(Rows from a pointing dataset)

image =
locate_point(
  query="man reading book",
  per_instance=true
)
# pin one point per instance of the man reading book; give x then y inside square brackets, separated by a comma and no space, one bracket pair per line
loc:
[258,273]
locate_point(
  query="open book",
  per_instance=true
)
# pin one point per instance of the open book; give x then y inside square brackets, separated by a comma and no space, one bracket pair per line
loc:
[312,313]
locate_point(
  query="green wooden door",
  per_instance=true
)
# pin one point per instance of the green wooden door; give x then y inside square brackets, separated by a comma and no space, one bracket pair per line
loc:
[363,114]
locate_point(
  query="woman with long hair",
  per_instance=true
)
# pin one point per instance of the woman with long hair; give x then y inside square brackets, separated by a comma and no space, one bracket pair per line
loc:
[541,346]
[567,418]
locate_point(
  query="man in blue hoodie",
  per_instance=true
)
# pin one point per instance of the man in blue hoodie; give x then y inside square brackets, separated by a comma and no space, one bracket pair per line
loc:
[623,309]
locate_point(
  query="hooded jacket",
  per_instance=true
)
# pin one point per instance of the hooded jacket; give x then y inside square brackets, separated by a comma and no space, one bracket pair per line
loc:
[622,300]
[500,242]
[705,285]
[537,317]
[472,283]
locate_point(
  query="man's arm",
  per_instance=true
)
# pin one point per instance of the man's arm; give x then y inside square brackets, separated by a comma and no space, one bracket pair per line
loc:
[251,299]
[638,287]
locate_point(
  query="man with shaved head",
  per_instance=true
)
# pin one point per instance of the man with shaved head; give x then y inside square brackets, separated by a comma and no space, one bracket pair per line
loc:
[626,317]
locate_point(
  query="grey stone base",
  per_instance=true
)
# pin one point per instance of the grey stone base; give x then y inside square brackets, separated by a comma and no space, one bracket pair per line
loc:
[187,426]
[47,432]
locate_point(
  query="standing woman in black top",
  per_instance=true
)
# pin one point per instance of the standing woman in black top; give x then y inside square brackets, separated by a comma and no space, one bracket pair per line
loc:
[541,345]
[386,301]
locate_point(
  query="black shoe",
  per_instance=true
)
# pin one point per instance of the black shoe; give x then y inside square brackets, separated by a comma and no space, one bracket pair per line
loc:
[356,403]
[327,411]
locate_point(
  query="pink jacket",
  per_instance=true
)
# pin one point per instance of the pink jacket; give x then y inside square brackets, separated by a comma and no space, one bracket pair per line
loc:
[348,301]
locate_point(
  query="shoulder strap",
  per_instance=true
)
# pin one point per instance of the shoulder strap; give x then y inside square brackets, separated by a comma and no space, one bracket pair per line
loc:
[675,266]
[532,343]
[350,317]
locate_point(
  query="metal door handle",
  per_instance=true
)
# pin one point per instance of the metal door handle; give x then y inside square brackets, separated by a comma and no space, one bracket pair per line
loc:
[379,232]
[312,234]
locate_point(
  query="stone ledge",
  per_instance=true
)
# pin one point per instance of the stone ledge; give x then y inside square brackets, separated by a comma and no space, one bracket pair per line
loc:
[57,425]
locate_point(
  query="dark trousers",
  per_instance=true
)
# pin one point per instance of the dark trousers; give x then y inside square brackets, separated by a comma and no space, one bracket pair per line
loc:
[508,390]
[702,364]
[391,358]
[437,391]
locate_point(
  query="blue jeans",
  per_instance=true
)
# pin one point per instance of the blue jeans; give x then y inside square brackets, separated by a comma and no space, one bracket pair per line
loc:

Set problem:
Print all of the entries again, exactly as written.

Solution:
image =
locate_point(
  query="man reading book",
  per_instance=true
)
# pin one point per instance of the man reading book; give x then y inside square brackets, separated by a comma and no space, one bracket pair per line
loc:
[258,273]
locate_point(
  query="open book",
  per_instance=true
)
# pin one point per instance of the open book; give x then y inside square brackets, separated by a comma and no space, one bracket pair per line
loc:
[312,313]
locate_point(
  query="green wooden door",
  per_instance=true
)
# pin one point per instance of the green wooden door; give x then y inside square brackets, separated by a comma and no space, one bracket pair per line
loc:
[363,114]
locate_point(
  query="woman with long hair",
  per_instance=true
)
# pin one point per instance of the woman with long hair; give x then y inside square brackets, separated by a comma and no space, one bracket pair per line
loc:
[541,346]
[567,418]
locate_point(
  query="man in blue hoodie",
  per_instance=true
)
# pin one point per instance of the man in blue hoodie; give x then y inside square brackets, separated by a comma and no space, one bracket pair per line
loc:
[623,309]
locate_point(
  query="hooded jacket",
  per_instance=true
)
# pin one point per instance of the hooded jacket; give x then y inside square brackets, separated by a comma and no space, one bracket pair per line
loc:
[622,300]
[500,242]
[705,285]
[537,317]
[472,283]
locate_point(
  query="man's arm",
  per_instance=true
)
# pin one point per instance of the man's arm; give x then y inside square brackets, separated by a comma and no space, one bracket pair per line
loc:
[251,299]
[638,287]
locate_point(
  query="man with shaved head",
  per_instance=true
)
# pin one point per instance of the man with shaved head; give x then y inside square brackets, separated by a comma and no space, one bracket pair per line
loc:
[626,317]
locate_point(
  query="grey stone base",
  per_instance=true
)
# pin one point per instance of the grey stone base; give x then y inside square brackets, separated by a comma and no space, one bracket pair per line
loc:
[187,426]
[47,432]
locate_point(
  query="standing woman in black top",
  per_instance=true
)
# pin one point per instance of the standing woman in black top; give x then y inside square brackets, separated by a comma and no space, one bracket pair per line
loc:
[541,345]
[386,301]
locate_point(
  query="black shoe",
  per_instance=true
)
# pin one point per instance of the black shoe; give x then y inside square brackets, separated by a comma and no space, one bracket pair per line
loc:
[356,403]
[327,411]
locate_point(
  query="pink jacket",
  per_instance=true
)
# pin one point per instance of the pink jacket; give x then y inside square brackets, separated by a comma and no space, one bracket pair per line
loc:
[348,301]
locate_point(
  query="shoulder strap",
  per_instance=true
)
# pin one point per instance of the shoulder strap; give x then y inside square brackets, separated by a comma and no space, one bracket pair per line
loc:
[675,266]
[532,343]
[350,317]
locate_point(
  query="metal door handle",
  per_instance=true
)
# pin one point per instance of the metal door handle; give x then y inside square brackets, separated by a comma and no space, one bracket pair per line
loc:
[379,232]
[312,234]
locate_point(
  query="stone ledge",
  per_instance=true
)
# pin one point per instance of the stone ledge; give x then y inside square brackets, separated by a comma and no space, one bracket pair per line
loc:
[57,425]
locate_point(
  query="dark trousers",
  per_instance=true
)
# pin one point per instance of the dark trousers; give x then y inside square brackets, separated by a comma and no space, one bracket pair per line
loc:
[508,390]
[702,364]
[391,358]
[437,391]
locate_point(
  query="blue jeans",
  per_instance=true
)
# pin one point per instance of the blue jeans; give x then y inside square brackets, separated by a comma and no space, one bracket pair per line
loc:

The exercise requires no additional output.